======== Texto

Para quem, como eu, não for literato nem investigador em livros modernos ou em alfarrábios antigos, o que acerca destes problemas históricos possa haver de verídico ou de irreal não interessa senão dentro de certos aspectos. Sobretudo vejo a Princesa consumir-se espiritualmente nas / 276 / sumptuosas salas dos Paços Reais e vejo-a depois viver em êxtase feliz, no seu Convento de Jesus em Aveiro. A Princesa não nascera para gozar os bens terrenos; nascera e criara-se para Deus, para ser mais um anjo no Céu e mais uma Bemaventurada a reinar, eternamente coroada, na Corte Celestial.

Estudada cuidadosamente a vida da filha de D. Afonso V, conhecida a suave beleza da sua personalidade, restava-me escolher, em sua Virtuosa Vida e Santa Morte, um dos momentos culminantes, sobre o qual pudesse delinear o meu quadro. O momento escolhido foi aquele em que a Santa mais se aproximou de Deus, isenta de pecados, a entregar a alma ao seu Criador.

================

(Tarefa): No texto sobre a Princesa, em que convento o autor a vê viver em êxtase feliz?

======== Dados fornecidos

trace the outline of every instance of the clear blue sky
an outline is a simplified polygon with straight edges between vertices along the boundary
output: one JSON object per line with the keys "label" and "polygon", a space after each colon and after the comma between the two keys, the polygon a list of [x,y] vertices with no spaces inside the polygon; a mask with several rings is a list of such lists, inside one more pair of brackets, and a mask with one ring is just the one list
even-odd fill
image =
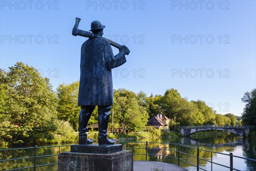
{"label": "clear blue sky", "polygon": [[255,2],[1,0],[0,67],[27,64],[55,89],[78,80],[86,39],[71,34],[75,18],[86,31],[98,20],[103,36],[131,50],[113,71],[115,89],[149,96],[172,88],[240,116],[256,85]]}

================
======== Dados fornecidos

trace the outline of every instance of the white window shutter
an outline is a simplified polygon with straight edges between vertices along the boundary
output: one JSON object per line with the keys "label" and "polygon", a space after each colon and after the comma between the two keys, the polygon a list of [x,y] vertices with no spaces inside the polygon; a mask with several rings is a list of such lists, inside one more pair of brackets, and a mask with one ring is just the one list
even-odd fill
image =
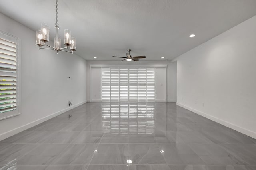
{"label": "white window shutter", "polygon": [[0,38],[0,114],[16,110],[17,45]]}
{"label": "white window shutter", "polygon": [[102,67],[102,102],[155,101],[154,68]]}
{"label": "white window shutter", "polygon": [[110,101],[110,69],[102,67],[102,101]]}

================

(Resposta): No Convento de Jesus, em Aveiro.